EXERCISE PASSAGE -
▼

My goal is to fine-tune an LLM suited to summarization on a dataset of technical texts. This will give a summarizer fit for academic summaries.
I have been attempting to fine-tune
facebook/bart-base on the
arxiv-summarization dataset (both on HF) on a Kaggle kernel with a P100 GPU.
I have noted that training for more than 4-5 epochs at a time is not possible due to the kernel timing out, and the fine-tuning does not render great improvements either.
A strategy I came up with is to train for 3 epochs at a time, and to repeat this process 5 times. Each time, we start with the model fine-tuned till the previous session and hence achieve an effective training of 15 epochs.
I have some queries regarding this approach which would benefit from my peers’ thoughts:
- Is this procedure sensible/viable?
- Should the hyperparameters stay the same across all sessions?

▲

DATA SUPPLIED -
▼

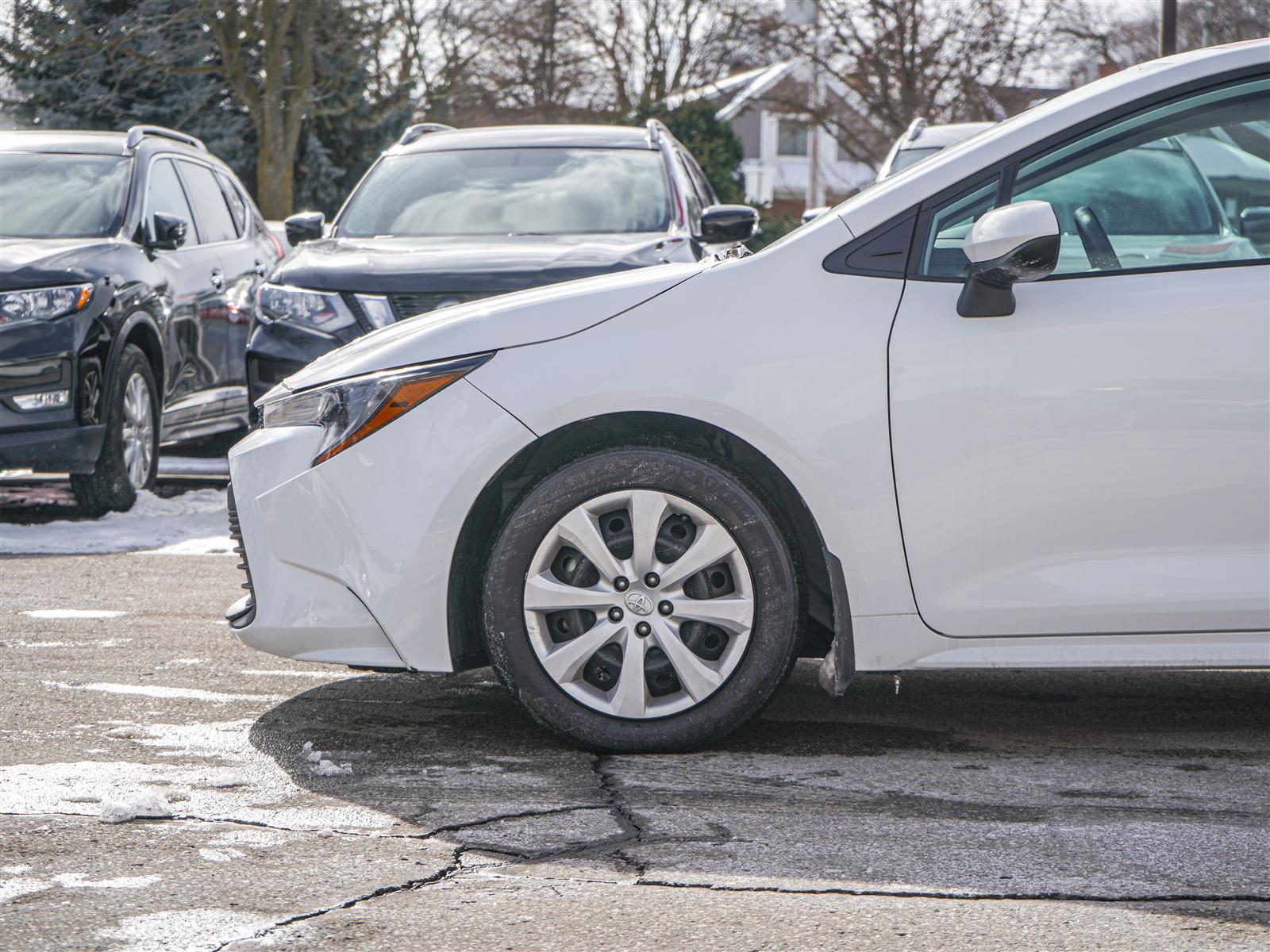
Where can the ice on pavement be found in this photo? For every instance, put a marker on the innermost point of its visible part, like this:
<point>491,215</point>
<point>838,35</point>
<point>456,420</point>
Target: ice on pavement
<point>323,766</point>
<point>144,805</point>
<point>192,524</point>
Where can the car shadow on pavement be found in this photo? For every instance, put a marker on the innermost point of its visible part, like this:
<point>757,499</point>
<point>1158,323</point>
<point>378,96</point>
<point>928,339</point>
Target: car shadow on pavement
<point>1141,787</point>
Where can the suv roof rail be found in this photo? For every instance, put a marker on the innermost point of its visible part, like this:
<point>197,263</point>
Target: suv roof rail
<point>137,132</point>
<point>422,129</point>
<point>656,129</point>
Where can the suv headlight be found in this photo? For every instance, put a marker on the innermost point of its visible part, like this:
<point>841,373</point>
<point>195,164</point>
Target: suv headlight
<point>349,410</point>
<point>318,309</point>
<point>42,304</point>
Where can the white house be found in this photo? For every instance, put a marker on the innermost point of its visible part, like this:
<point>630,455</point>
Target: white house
<point>762,108</point>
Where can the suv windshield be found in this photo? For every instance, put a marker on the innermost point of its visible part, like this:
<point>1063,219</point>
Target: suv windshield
<point>512,192</point>
<point>56,194</point>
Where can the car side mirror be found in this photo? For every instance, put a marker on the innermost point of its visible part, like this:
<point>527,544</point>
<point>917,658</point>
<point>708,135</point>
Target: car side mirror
<point>305,226</point>
<point>1014,243</point>
<point>728,224</point>
<point>1255,224</point>
<point>168,232</point>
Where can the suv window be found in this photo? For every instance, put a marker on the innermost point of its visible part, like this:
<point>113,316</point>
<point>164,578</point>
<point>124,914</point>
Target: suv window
<point>238,205</point>
<point>168,197</point>
<point>215,222</point>
<point>1149,183</point>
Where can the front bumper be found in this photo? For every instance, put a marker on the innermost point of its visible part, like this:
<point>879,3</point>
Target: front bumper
<point>349,560</point>
<point>67,448</point>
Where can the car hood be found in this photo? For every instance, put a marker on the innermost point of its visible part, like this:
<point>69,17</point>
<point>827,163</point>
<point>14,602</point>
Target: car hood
<point>37,263</point>
<point>493,264</point>
<point>492,324</point>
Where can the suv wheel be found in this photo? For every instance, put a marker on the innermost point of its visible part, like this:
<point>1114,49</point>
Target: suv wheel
<point>641,600</point>
<point>130,452</point>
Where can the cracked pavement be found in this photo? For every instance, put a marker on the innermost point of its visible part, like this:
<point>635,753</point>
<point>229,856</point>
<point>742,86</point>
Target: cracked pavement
<point>984,810</point>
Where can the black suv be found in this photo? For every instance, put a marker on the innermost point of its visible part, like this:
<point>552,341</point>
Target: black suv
<point>448,216</point>
<point>129,264</point>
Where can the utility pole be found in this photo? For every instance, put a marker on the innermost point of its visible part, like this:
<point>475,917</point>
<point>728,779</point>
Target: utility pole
<point>1168,27</point>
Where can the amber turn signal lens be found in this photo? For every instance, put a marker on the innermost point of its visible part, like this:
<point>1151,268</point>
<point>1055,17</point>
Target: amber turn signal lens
<point>406,397</point>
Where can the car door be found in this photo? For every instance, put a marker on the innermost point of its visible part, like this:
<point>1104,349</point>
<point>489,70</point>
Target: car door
<point>192,372</point>
<point>1095,463</point>
<point>226,259</point>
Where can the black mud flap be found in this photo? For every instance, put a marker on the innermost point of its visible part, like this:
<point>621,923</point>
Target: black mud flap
<point>838,666</point>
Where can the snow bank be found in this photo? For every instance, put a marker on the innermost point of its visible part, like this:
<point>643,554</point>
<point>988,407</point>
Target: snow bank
<point>192,524</point>
<point>148,804</point>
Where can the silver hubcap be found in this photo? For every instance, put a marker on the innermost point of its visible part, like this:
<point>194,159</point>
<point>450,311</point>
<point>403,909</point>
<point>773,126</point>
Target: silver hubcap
<point>639,605</point>
<point>139,431</point>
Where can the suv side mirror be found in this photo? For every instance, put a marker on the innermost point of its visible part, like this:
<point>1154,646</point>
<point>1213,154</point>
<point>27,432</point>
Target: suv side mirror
<point>1255,224</point>
<point>728,224</point>
<point>1014,243</point>
<point>168,232</point>
<point>305,226</point>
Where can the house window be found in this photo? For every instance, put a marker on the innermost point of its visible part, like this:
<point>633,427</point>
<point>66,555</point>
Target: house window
<point>791,137</point>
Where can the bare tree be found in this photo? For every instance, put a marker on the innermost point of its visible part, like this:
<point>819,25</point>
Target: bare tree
<point>897,60</point>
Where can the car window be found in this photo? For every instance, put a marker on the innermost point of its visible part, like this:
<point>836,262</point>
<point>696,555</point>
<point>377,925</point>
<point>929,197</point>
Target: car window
<point>512,192</point>
<point>700,181</point>
<point>51,194</point>
<point>215,222</point>
<point>168,197</point>
<point>1149,183</point>
<point>950,222</point>
<point>691,196</point>
<point>238,205</point>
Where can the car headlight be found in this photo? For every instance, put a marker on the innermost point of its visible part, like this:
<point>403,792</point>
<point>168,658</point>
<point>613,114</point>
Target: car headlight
<point>349,410</point>
<point>318,309</point>
<point>42,304</point>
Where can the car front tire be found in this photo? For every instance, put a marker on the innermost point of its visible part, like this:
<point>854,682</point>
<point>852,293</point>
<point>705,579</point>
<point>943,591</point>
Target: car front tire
<point>641,600</point>
<point>130,452</point>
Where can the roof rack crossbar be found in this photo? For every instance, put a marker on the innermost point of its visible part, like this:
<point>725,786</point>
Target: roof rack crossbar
<point>656,129</point>
<point>422,129</point>
<point>137,132</point>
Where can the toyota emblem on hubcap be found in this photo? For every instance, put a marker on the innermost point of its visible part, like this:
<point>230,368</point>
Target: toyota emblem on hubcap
<point>639,603</point>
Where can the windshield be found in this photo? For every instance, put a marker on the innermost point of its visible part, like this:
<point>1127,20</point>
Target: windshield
<point>56,194</point>
<point>512,192</point>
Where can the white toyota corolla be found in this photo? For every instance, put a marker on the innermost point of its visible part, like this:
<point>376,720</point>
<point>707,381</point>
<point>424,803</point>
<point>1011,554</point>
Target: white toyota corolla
<point>1009,408</point>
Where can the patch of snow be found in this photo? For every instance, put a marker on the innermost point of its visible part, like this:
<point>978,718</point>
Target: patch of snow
<point>221,856</point>
<point>262,673</point>
<point>80,881</point>
<point>184,931</point>
<point>69,613</point>
<point>13,889</point>
<point>158,691</point>
<point>152,524</point>
<point>145,805</point>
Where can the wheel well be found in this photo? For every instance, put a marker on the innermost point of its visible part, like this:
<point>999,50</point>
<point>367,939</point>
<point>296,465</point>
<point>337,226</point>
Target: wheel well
<point>145,336</point>
<point>554,450</point>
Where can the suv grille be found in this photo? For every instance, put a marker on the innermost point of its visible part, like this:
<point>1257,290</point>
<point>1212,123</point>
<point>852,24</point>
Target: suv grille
<point>241,612</point>
<point>408,304</point>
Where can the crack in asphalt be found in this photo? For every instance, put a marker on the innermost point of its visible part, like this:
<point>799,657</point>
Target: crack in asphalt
<point>454,869</point>
<point>622,812</point>
<point>941,894</point>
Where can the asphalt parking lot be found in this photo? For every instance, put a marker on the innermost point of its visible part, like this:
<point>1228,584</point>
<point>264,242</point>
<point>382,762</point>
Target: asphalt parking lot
<point>990,810</point>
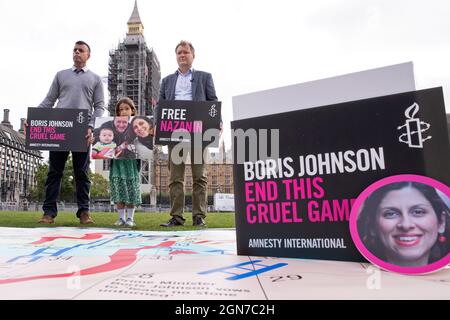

▲

PROBLEMS TO SOLVE -
**1.** Copy everything in the fine-tuning post from "I have some" down to "across all sessions?".
**2.** In the fine-tuning post, how many epochs of effective training does the repeated-session plan add up to?
**3.** Write the next part of the post about fine-tuning BART for summarization, continuing after its last sentence.

PER-TASK ANSWERS -
**1.**
I have some queries regarding this approach which would benefit from my peers’ thoughts:
- Is this procedure sensible/viable?
- Should the hyperparameters stay the same across all sessions?

**2.** Fifteen epochs.

**3.**
- What about the learning rate? Should each session start with the usual starting value, or should we account for the decay across sessions?
- Should each session use the same training data (about 50k samples)? Or should each session have different and mutually-exclusive training data (say 5 sessions of 25k samples each) to maximize diversity of learnings?
- Should the validation data be the same for each session? If so, we can accurately track any improvement in the ROUGE scores across sessions.
I realize I have asked several questions, but thoughts on any would be appreciated.